**Supplied passage**.
══════════

The definition that Shade gives is to be taken metronymic-ally: serving merely to associate iridule and rainbow, the container and the contained.
I'm voting for cloud iridescence.
JM: Thanks to Gary Lipon because he returned to the fantastic "iridule" image in PF: "The iridule — when, beautiful and strange, / In a bright sky above a mountain range/ One opal cloudlet in an oval form/ Reflects the rainbow of a thunderstorm/ Which in a distant valley has been staged ..."
I've seen rainbows in Brasilia that look like wide open three-dimensional arch-ways (not flat ribbons), something perhaps caused by our location in relation to the setting sun. Parhelions lie "parhelially," ie, usually at the opposite side of a rainbow and, mostly, against a "bright sky" as Shade's "iridule".

══════════

**Dataset excerpt**.

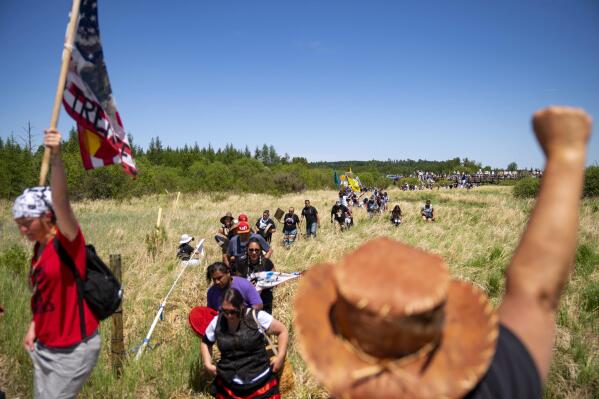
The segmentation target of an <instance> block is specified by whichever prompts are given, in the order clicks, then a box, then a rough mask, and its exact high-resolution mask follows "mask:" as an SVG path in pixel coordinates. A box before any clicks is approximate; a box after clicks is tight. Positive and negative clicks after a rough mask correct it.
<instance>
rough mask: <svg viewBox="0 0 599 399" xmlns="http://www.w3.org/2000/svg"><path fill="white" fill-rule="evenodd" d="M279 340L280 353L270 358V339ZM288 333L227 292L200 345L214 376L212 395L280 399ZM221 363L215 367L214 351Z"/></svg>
mask: <svg viewBox="0 0 599 399" xmlns="http://www.w3.org/2000/svg"><path fill="white" fill-rule="evenodd" d="M271 335H276V336H277V338H278V345H277V346H278V351H277V352H275V353H276V354H275V356H273V357H269V353H268V351H267V349H266V345H267V343H268V342H269V341H270V338H268V337H267V336H271ZM288 342H289V332H288V330H287V327H285V325H284V324H283V323H281V322H280V321H278V320H277V319H275V318H273V317H272V316H271V315H270V314H268V313H266V312H264V311H260V310H256V309H252V308H248V307H247V306H246V304H245V301H244V298H243V295H242V293H241V292H240V291H238V290H237V289H235V288H234V287H230V288H227V289H226V290H225V291H224V293H223V297H222V303H221V305H220V309H219V313H218V315H217V316H215V317H214V319H213V320H212V321H211V322H210V324H209V325H208V327H207V328H206V334H205V335H204V337H203V339H202V342H201V344H200V353H201V356H202V363H203V365H204V368H205V369H206V370H207V371H208V373H210V375H212V376H214V377H215V379H214V382H213V383H212V385H211V389H210V391H211V394H212V395H213V396H215V397H217V398H223V399H224V398H237V399H239V398H260V399H278V398H281V393H280V388H279V375H278V373H280V372H281V371H282V369H283V366H284V364H285V357H286V355H287V343H288ZM214 344H216V346H217V347H218V349H219V352H220V359H219V360H218V361H217V362H216V364H214V360H213V358H212V347H213V345H214Z"/></svg>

══════════

**Task list**.
(a) Name every optical sky phenomenon mentioned in the passage on the iridule.
(b) Write a continuation of the passage on the iridule that picks up after its final sentence.

**Answer list**.
(a)
- Iridule
- Rainbow
- Cloud iridescence
- Parhelions

(b)
Incessant rain over wide watery surfaces, in the setting sun, extend the rainbow-colors all over the landscape (once, driving over a bridge, I felt I was inside an iridescent crystal hemisphere) and, in this particular case, they differ from "cloud iridescence" for there's no cloud standing in isolation, nor the refraction takes on the shape of a bow*. However (who knows?) this peculiarity may be tied with the formation of Shade's cloudy iridule, since a rainbow can also be reflected onto a glistening surface right under one's feet. I'd have believed in the "physical reality" of Shade's description were it not for his powerful metaphor (the turmoils of a distant thunderstorm can be reflected as a deceitful peaceful scenery, for example...)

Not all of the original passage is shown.